**** READING PASSAGE ****

No model chooses the path; --retrieval-only (or a missing key) just skips a branch. So the conditions under which a tool is called are visible, fixed, and greppable — which is exactly what “deterministic” has to mean if a moved number is going to mean a real regression.

Plain-English aside: but what if we let the evaluator drive the tools itself? Tempting — give an LLM the tools and let it decide what to search and ask. For the scored loop, it’s the wrong move, and the reasons are the same ones that make the eval worth running. You’d lose reproducibility: if an agent picks the query and the k, recall@k stops measuring the retriever and starts measuring how the agent phrased things that day, so a moved number no longer means a regression. Attribution breaks: the 2×2 needs the same question through both tools at the production k; an improvised paraphrase makes the retrieval-vs-generation comparison apples-to-oranges. You’d grade two systems at once: a bad score could be the app’s fault or the driver’s, and the clean “system under test” boundary is gone. There is a right place for an agent driving tools — but it’s discovery, not measurement: an adversarial explorer that pokes the app to find failures you didn’t think to write gold for (red-teaming, fuzzing). That’s the same family as the self-verifying gold generator below — it lives on the agentic edge, proposing cases that get verified and frozen, and the deterministic harness still does the scoring. Chain the two (agent finds, harness measures); don’t merge them (agent inside the scored loop).

The diagram below is the whole architecture: one MCP client, two instruments, a deterministic core, and a thin agentic edge that generates the gold and judges the prose.

The evaluator consumes the same two MCP tools the app exposes. Green is the reproducible core; amber is the agentic edge that feeds and explains it. Click to enlarge.

Instrument 1 — Grading Retrieval (deterministically)

The retrieval harness is the easy, satisfying part: pure math, no model, perfectly reproducible. For each test query you have a gold set — the chunk or chunks that should come back. You call search, then score the ranked results against that gold.

Plain-English aside: recall@k, nDCG, MRR in one breath. All three ask “did the right chunks come back, and were they near the top?”, differently. recall@k — of the chunks that should appear, what fraction landed in the top k? (Did we find them at all?) MRR (mean reciprocal rank) — how high was the first correct chunk? Rank 1 scores 1.0, rank 2 scores 0.5, rank 3 scores 0.33. (How good is the top of the list?) nDCG@k — a rank-weighted blend that rewards putting relevant chunks higher. You report them at several k values: recall@1 is “is the best answer literally first?”, recall@3 is “is it in the top 3 the model actually gets fed?” These are decades-old information-retrieval metrics, and that’s the point — they’re boring, standard, and trustworthy.

**** GIVEN RECORDS ****

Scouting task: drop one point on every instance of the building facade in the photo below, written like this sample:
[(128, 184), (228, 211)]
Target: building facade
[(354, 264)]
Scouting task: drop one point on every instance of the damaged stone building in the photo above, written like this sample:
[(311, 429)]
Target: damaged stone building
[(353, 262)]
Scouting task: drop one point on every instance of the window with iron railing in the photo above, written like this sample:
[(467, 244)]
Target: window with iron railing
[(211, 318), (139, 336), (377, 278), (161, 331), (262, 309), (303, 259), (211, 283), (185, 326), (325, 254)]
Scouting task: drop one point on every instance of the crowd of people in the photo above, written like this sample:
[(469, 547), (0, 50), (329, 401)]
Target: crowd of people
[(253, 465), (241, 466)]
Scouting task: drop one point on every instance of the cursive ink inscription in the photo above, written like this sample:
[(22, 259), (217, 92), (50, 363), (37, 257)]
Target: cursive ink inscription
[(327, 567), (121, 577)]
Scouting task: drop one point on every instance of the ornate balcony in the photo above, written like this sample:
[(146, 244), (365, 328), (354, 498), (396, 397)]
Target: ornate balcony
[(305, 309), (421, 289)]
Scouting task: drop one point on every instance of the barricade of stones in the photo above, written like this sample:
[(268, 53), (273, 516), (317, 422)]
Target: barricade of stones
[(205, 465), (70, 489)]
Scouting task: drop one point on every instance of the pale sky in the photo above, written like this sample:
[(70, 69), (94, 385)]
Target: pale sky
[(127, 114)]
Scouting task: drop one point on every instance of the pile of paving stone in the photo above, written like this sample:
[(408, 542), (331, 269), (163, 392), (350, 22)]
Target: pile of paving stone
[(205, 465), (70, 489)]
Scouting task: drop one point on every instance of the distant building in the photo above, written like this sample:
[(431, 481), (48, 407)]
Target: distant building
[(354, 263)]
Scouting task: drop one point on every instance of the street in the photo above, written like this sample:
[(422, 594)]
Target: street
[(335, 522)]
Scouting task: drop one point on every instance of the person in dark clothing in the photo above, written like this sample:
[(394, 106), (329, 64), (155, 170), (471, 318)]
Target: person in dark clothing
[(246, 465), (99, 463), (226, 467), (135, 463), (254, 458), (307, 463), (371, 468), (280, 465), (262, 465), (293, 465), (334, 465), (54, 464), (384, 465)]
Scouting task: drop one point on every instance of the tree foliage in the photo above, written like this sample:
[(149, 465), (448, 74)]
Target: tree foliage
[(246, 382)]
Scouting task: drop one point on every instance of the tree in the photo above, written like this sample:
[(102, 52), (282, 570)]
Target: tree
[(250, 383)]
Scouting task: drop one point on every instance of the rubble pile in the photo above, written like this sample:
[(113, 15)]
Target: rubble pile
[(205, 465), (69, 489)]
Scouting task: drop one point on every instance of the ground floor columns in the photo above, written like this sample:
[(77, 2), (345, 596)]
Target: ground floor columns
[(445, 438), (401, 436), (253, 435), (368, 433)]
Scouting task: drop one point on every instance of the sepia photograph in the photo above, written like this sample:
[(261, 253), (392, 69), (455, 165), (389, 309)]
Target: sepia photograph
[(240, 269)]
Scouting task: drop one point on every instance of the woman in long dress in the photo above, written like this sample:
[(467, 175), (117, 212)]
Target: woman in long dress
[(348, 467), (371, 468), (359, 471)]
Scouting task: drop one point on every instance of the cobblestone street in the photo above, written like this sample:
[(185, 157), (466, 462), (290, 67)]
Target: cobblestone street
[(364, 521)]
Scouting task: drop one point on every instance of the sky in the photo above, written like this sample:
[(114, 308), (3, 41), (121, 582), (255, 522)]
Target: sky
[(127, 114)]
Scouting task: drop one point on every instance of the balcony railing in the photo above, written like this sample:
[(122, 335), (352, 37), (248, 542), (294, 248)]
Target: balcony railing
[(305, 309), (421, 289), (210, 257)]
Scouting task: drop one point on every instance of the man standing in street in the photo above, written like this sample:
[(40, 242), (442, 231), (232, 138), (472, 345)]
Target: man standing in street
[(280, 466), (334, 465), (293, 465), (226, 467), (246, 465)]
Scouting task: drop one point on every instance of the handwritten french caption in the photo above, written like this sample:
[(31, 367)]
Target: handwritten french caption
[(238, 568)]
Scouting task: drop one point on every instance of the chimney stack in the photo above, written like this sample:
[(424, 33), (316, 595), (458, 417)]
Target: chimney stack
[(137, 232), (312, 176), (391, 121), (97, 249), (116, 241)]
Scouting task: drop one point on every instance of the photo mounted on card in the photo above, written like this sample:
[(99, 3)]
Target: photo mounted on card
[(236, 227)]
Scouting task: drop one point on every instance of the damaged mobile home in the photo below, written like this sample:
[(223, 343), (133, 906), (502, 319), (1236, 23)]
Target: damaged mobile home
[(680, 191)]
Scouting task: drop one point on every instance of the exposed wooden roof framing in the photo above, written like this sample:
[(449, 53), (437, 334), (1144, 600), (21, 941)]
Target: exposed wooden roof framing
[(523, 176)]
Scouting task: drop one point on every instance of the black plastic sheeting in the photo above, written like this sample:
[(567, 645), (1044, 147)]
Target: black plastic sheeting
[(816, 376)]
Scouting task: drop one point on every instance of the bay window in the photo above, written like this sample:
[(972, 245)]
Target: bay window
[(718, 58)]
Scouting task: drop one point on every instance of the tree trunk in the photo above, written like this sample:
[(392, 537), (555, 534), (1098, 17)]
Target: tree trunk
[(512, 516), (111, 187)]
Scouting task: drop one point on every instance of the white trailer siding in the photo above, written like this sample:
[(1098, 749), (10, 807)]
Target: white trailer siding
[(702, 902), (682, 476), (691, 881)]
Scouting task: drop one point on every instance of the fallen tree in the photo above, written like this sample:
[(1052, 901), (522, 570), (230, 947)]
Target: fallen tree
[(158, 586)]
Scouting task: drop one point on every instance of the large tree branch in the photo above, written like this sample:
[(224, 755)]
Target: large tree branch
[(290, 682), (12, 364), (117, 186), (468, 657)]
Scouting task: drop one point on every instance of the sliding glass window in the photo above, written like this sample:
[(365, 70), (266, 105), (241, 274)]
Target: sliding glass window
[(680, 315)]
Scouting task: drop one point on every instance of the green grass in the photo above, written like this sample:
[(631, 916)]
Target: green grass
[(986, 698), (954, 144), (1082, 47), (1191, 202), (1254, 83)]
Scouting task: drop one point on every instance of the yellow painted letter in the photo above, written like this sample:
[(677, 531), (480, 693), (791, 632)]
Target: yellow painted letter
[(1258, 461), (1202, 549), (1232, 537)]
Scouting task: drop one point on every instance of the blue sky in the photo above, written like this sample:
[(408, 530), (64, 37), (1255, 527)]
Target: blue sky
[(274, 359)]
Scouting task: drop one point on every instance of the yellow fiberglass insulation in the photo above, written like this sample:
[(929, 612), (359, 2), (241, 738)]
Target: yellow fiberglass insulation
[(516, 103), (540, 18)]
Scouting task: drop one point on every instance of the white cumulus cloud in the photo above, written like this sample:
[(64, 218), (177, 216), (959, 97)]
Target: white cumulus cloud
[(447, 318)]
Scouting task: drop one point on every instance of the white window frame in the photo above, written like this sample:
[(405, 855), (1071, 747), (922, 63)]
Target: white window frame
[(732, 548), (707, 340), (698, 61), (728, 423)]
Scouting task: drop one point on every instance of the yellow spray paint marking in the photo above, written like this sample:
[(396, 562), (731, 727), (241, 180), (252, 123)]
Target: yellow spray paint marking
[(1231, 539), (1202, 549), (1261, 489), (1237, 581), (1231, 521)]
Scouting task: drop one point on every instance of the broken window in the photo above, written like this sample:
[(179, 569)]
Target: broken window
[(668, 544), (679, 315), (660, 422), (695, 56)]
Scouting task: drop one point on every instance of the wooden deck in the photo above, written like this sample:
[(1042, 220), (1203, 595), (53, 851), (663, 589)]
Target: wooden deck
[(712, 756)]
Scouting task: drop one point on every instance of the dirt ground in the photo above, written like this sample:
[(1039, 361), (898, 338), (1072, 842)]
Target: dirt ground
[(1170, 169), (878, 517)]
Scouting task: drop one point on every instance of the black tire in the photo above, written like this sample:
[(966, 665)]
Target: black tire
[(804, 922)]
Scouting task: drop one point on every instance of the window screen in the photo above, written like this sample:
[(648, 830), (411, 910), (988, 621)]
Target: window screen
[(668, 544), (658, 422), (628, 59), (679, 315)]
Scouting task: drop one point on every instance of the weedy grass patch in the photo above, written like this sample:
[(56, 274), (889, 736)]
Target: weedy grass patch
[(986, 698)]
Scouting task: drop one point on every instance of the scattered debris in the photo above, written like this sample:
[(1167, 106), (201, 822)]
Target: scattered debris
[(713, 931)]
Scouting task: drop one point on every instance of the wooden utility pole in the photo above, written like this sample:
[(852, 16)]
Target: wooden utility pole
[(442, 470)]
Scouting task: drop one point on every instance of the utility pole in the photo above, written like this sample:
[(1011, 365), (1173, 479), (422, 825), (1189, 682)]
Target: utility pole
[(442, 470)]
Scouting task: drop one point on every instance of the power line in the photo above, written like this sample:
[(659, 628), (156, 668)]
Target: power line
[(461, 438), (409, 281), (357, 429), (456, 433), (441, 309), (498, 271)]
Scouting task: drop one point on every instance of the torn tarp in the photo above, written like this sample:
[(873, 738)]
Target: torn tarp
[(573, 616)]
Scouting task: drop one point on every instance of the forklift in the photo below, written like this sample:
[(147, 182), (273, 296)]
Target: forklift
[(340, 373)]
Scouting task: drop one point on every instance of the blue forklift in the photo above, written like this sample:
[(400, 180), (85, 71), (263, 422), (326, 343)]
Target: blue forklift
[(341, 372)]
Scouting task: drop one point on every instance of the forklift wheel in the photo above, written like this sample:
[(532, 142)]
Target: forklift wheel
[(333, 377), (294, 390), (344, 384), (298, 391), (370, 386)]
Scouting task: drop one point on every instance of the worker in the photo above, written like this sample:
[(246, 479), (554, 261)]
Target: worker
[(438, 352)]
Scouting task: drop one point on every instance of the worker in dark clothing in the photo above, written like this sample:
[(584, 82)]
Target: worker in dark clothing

****

■ WORK REQUEST A:
Answer the following from the evaluation passage, one answer per line, marked the same way:
(i) In the architecture diagram, what color marks the reproducible core?
(ii) Under MRR, what score does a first correct chunk at rank 2 receive?
(iii) According to the passage, is the right place for an agent driving tools discovery or measurement?
■ WORK REQUEST B: In the evaluation passage, take the text between "Plain-English aside: recall@k, nDCG, MRR" and "standard, and trustworthy.", inclusive, and write it out with "trustworthy" swapped for "reliable".
■ WORK REQUEST C: Write the next part of the evaluation passage, picking up after its last sentence.

■ WRITTEN RESPONSE A:
(i) Green.
(ii) 0.5.
(iii) Discovery.

■ WRITTEN RESPONSE B:
Plain-English aside: recall@k, nDCG, MRR in one breath. All three ask “did the right chunks come back, and were they near the top?”, differently. recall@k — of the chunks that should appear, what fraction landed in the top k? (Did we find them at all?) MRR (mean reciprocal rank) — how high was the first correct chunk? Rank 1 scores 1.0, rank 2 scores 0.5, rank 3 scores 0.33. (How good is the top of the list?) nDCG@k — a rank-weighted blend that rewards putting relevant chunks higher. You report them at several k values: recall@1 is “is the best answer literally first?”, recall@3 is “is it in the top 3 the model actually gets fed?” These are decades-old information-retrieval metrics, and that’s the point — they’re boring, standard, and reliable.

■ WRITTEN RESPONSE C:
All three are a few lines of plain Python over the keys search returns — no model, no framework, bit-identical every run:

  
# src/pepper_carrot_eval/metrics.py
def recall_at_k(retrieved, gold, k):
    """Fraction of gold keys that appear in the top-k retrieved."""
    if not gold:
        return 0.0
    return len(set(retrieved[:k]) & gold) / len(gold)

def mrr(retrieved, gold):
    """Reciprocal rank of the first gold hit (1-based); 0 if none."""
    for rank, key in enumerate(retrieved, start=1):
        if key in gold:
            return 1.0 / rank
    return 0.0

def _dcg(relevances):
    return sum(rel / math.log2(i + 2) for i, rel in enumerate(relevances))

def ndcg_at_k(retrieved, gold, k):
    """Binary-relevance nDCG@k. 0 if no gold (IDCG would be 0)."""
    if not gold:
        return 0.0
    gains = [1.0 if key in gold else 0.0 for key in retrieved[:k]]
    idcg = _dcg([1.0] * min(len(gold), k))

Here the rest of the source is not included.